Brief |
In your copy of the data below, reproduce every entry exactly and omit the pictures.

Stored data |

- - - - -

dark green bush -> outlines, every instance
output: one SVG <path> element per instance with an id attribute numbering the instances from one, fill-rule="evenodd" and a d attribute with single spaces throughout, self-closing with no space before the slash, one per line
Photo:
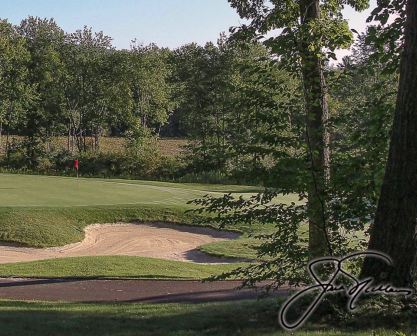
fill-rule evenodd
<path id="1" fill-rule="evenodd" d="M 39 173 L 50 175 L 75 175 L 74 160 L 79 161 L 79 174 L 85 177 L 122 177 L 156 180 L 174 180 L 181 174 L 183 163 L 167 158 L 158 152 L 126 150 L 121 153 L 84 152 L 72 154 L 60 149 L 39 157 L 31 167 L 22 145 L 11 146 L 0 158 L 2 171 Z"/>

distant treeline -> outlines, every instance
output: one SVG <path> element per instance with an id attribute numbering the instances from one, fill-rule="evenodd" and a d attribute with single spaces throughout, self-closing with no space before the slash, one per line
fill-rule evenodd
<path id="1" fill-rule="evenodd" d="M 154 134 L 205 136 L 222 113 L 238 67 L 270 57 L 264 47 L 185 45 L 176 50 L 132 41 L 117 50 L 103 32 L 64 32 L 53 19 L 0 21 L 1 134 L 73 137 Z M 225 101 L 221 110 L 225 109 Z M 211 105 L 211 111 L 207 110 Z"/>
<path id="2" fill-rule="evenodd" d="M 332 137 L 346 144 L 362 123 L 382 118 L 377 146 L 385 151 L 392 101 L 383 95 L 395 78 L 380 76 L 368 54 L 362 39 L 342 66 L 327 69 Z M 304 164 L 300 73 L 296 64 L 294 71 L 281 67 L 260 43 L 220 35 L 204 46 L 170 50 L 132 41 L 129 50 L 117 50 L 103 32 L 84 27 L 67 33 L 53 19 L 28 17 L 17 26 L 0 21 L 0 59 L 0 146 L 6 153 L 0 164 L 8 169 L 59 173 L 63 158 L 84 153 L 89 166 L 100 156 L 102 168 L 85 172 L 91 175 L 277 185 L 294 183 L 290 172 Z M 365 94 L 370 91 L 375 100 Z M 356 119 L 359 128 L 349 128 Z M 11 135 L 24 141 L 13 142 Z M 65 151 L 47 145 L 56 136 L 67 137 Z M 122 154 L 98 154 L 103 136 L 126 138 L 124 168 Z M 188 155 L 175 163 L 156 160 L 158 136 L 192 140 Z"/>

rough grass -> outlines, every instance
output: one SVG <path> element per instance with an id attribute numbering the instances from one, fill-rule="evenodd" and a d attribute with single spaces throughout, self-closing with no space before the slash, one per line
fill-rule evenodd
<path id="1" fill-rule="evenodd" d="M 145 257 L 105 256 L 48 259 L 0 264 L 0 276 L 37 278 L 115 277 L 201 280 L 242 264 L 196 264 Z"/>
<path id="2" fill-rule="evenodd" d="M 231 248 L 231 243 L 233 248 Z M 256 259 L 256 247 L 259 246 L 259 243 L 258 239 L 243 236 L 233 242 L 219 241 L 205 244 L 199 250 L 219 257 L 245 258 L 250 260 Z"/>
<path id="3" fill-rule="evenodd" d="M 0 335 L 7 336 L 405 336 L 412 333 L 371 324 L 361 331 L 307 325 L 282 331 L 274 300 L 205 304 L 81 304 L 0 301 Z M 382 323 L 375 319 L 374 325 Z M 401 330 L 401 329 L 400 329 Z"/>

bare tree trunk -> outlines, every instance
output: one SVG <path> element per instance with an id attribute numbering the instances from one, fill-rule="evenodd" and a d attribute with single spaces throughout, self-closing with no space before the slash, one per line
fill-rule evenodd
<path id="1" fill-rule="evenodd" d="M 98 126 L 96 128 L 96 131 L 94 132 L 94 150 L 99 151 L 100 150 L 100 137 L 101 137 L 101 127 Z"/>
<path id="2" fill-rule="evenodd" d="M 68 121 L 68 134 L 67 134 L 67 151 L 70 151 L 71 144 L 71 121 Z"/>
<path id="3" fill-rule="evenodd" d="M 7 157 L 7 164 L 9 164 L 9 159 L 10 159 L 10 153 L 9 153 L 9 137 L 10 137 L 10 131 L 9 131 L 9 127 L 7 127 L 7 131 L 6 131 L 6 157 Z"/>
<path id="4" fill-rule="evenodd" d="M 76 142 L 74 133 L 75 133 L 75 131 L 72 128 L 71 129 L 71 154 L 74 154 L 74 145 L 75 145 L 75 142 Z"/>
<path id="5" fill-rule="evenodd" d="M 51 136 L 49 135 L 49 131 L 46 130 L 46 139 L 45 139 L 45 150 L 47 153 L 51 152 Z"/>
<path id="6" fill-rule="evenodd" d="M 301 0 L 301 23 L 305 28 L 300 44 L 306 103 L 306 142 L 311 170 L 308 186 L 310 257 L 331 254 L 326 228 L 326 187 L 330 178 L 330 137 L 327 130 L 329 109 L 327 87 L 320 50 L 311 50 L 307 26 L 320 18 L 319 0 Z"/>
<path id="7" fill-rule="evenodd" d="M 71 119 L 72 124 L 72 153 L 74 152 L 74 142 L 77 146 L 78 153 L 82 152 L 81 134 L 82 130 L 79 125 L 76 125 L 74 119 Z"/>
<path id="8" fill-rule="evenodd" d="M 3 152 L 3 122 L 0 122 L 0 152 Z"/>
<path id="9" fill-rule="evenodd" d="M 81 132 L 81 136 L 82 136 L 82 143 L 83 143 L 83 151 L 86 152 L 87 151 L 87 144 L 85 142 L 85 136 L 86 136 L 86 131 Z"/>
<path id="10" fill-rule="evenodd" d="M 369 241 L 393 265 L 368 258 L 361 275 L 396 286 L 412 285 L 417 253 L 417 0 L 407 1 L 406 15 L 391 143 Z"/>

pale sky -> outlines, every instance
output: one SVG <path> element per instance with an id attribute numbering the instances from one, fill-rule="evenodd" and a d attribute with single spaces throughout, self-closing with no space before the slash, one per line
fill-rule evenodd
<path id="1" fill-rule="evenodd" d="M 371 9 L 375 3 L 371 0 Z M 346 9 L 351 28 L 364 31 L 371 9 Z M 103 30 L 119 49 L 129 48 L 134 38 L 169 48 L 215 42 L 242 22 L 227 0 L 0 0 L 1 18 L 18 24 L 28 15 L 53 17 L 67 32 L 84 25 Z"/>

- - - - -

Written response |
dark green bush -> outlines, every instance
output: one SVG <path> element per instance with an id attribute numbering the instances from one, fill-rule="evenodd" and a d attribute with single spaces throughout, self-closing with no space before the slash, one per line
Photo:
fill-rule evenodd
<path id="1" fill-rule="evenodd" d="M 39 173 L 50 175 L 75 175 L 74 160 L 79 161 L 79 174 L 85 177 L 122 177 L 156 180 L 174 180 L 181 174 L 183 163 L 167 158 L 158 152 L 126 150 L 121 153 L 84 152 L 72 154 L 60 149 L 39 157 L 31 167 L 22 145 L 11 146 L 0 158 L 2 171 Z"/>

distant treeline -> outlines, every instance
output: one SVG <path> element per instance with an id attribute numbering the instances from one, fill-rule="evenodd" and a d attribute with single spaces throughout, self-closing with no space before the slash, one per line
fill-rule evenodd
<path id="1" fill-rule="evenodd" d="M 154 134 L 205 136 L 222 113 L 238 67 L 270 57 L 264 47 L 185 45 L 176 50 L 132 41 L 117 50 L 103 32 L 64 32 L 53 19 L 0 21 L 1 134 L 73 137 Z M 225 101 L 221 110 L 225 109 Z M 211 105 L 211 111 L 207 110 Z"/>
<path id="2" fill-rule="evenodd" d="M 332 137 L 346 144 L 362 123 L 382 118 L 377 146 L 385 151 L 392 101 L 383 95 L 395 78 L 380 76 L 368 54 L 362 39 L 342 66 L 327 69 Z M 304 164 L 300 73 L 296 64 L 294 71 L 281 67 L 260 43 L 220 35 L 204 46 L 170 50 L 132 41 L 129 50 L 117 50 L 103 32 L 84 27 L 67 33 L 53 19 L 28 17 L 17 26 L 0 21 L 0 59 L 0 146 L 6 153 L 0 164 L 8 169 L 59 173 L 63 158 L 84 153 L 89 166 L 100 156 L 102 168 L 85 172 L 91 175 L 277 185 L 294 183 L 290 172 Z M 365 94 L 370 91 L 375 100 Z M 356 119 L 359 128 L 349 128 Z M 11 135 L 24 141 L 13 142 Z M 65 151 L 47 145 L 56 136 L 67 137 Z M 122 154 L 98 154 L 103 136 L 126 138 L 124 168 Z M 188 155 L 175 163 L 156 160 L 158 136 L 192 140 Z"/>

rough grass -> outlines, every instance
output: one SVG <path> element per instance with an id attribute numbering the instances from one, fill-rule="evenodd" and a d attribute with single spaces throughout, self-closing with no space before the slash, one per line
fill-rule evenodd
<path id="1" fill-rule="evenodd" d="M 145 257 L 105 256 L 48 259 L 0 264 L 0 276 L 37 278 L 115 277 L 201 280 L 242 264 L 196 264 Z"/>
<path id="2" fill-rule="evenodd" d="M 231 248 L 231 243 L 233 248 Z M 256 259 L 256 247 L 259 246 L 259 243 L 258 239 L 243 236 L 233 242 L 219 241 L 205 244 L 199 250 L 219 257 L 245 258 L 250 260 Z"/>
<path id="3" fill-rule="evenodd" d="M 0 335 L 7 336 L 405 336 L 412 333 L 371 324 L 361 331 L 307 325 L 282 331 L 274 300 L 205 304 L 81 304 L 0 301 Z M 382 323 L 375 319 L 374 325 Z M 401 330 L 401 329 L 400 329 Z"/>

bare tree trunk -> outlines, every instance
output: one SVG <path> element per instance with an id attribute numbering the instances from one, fill-rule="evenodd" and a d attribute with single spaces throughout, self-closing with no space before the slash, one per line
fill-rule evenodd
<path id="1" fill-rule="evenodd" d="M 98 126 L 96 128 L 96 131 L 94 132 L 94 150 L 99 151 L 100 150 L 100 137 L 101 137 L 101 127 Z"/>
<path id="2" fill-rule="evenodd" d="M 68 121 L 68 134 L 67 134 L 67 151 L 70 151 L 71 144 L 71 121 Z"/>
<path id="3" fill-rule="evenodd" d="M 7 157 L 7 164 L 9 164 L 9 159 L 10 159 L 10 153 L 9 153 L 9 137 L 10 137 L 10 131 L 9 131 L 9 127 L 7 127 L 7 131 L 6 131 L 6 157 Z"/>
<path id="4" fill-rule="evenodd" d="M 76 142 L 74 133 L 75 133 L 75 131 L 72 128 L 71 129 L 71 154 L 74 154 L 74 145 L 75 145 L 75 142 Z"/>
<path id="5" fill-rule="evenodd" d="M 51 136 L 49 135 L 49 131 L 46 130 L 46 139 L 45 139 L 45 150 L 47 153 L 51 152 Z"/>
<path id="6" fill-rule="evenodd" d="M 301 0 L 301 23 L 305 28 L 300 44 L 306 103 L 306 142 L 311 170 L 308 186 L 310 257 L 331 254 L 326 228 L 326 187 L 330 178 L 330 137 L 327 130 L 329 109 L 327 87 L 320 50 L 311 50 L 307 26 L 320 18 L 319 0 Z"/>
<path id="7" fill-rule="evenodd" d="M 71 119 L 72 124 L 72 153 L 74 152 L 74 142 L 77 146 L 78 153 L 82 152 L 81 134 L 82 130 L 79 125 L 76 125 L 74 119 Z"/>
<path id="8" fill-rule="evenodd" d="M 3 152 L 3 122 L 0 122 L 0 152 Z"/>
<path id="9" fill-rule="evenodd" d="M 81 132 L 81 136 L 82 136 L 82 143 L 83 143 L 83 151 L 86 152 L 87 151 L 87 144 L 85 142 L 85 136 L 86 136 L 86 131 Z"/>
<path id="10" fill-rule="evenodd" d="M 369 241 L 393 265 L 368 258 L 361 275 L 396 286 L 412 285 L 417 253 L 417 0 L 407 1 L 406 15 L 391 143 Z"/>

pale sky -> outlines, every instance
output: one SVG <path> element per instance with an id attribute numbering the instances from one, fill-rule="evenodd" and a d attribute with single spaces throughout, self-closing with no space before the slash, one per line
fill-rule evenodd
<path id="1" fill-rule="evenodd" d="M 371 9 L 375 3 L 371 0 Z M 346 9 L 351 28 L 364 31 L 371 9 Z M 103 30 L 119 49 L 129 48 L 134 38 L 169 48 L 215 42 L 242 22 L 227 0 L 0 0 L 1 18 L 18 24 L 28 15 L 53 17 L 67 32 L 84 25 Z"/>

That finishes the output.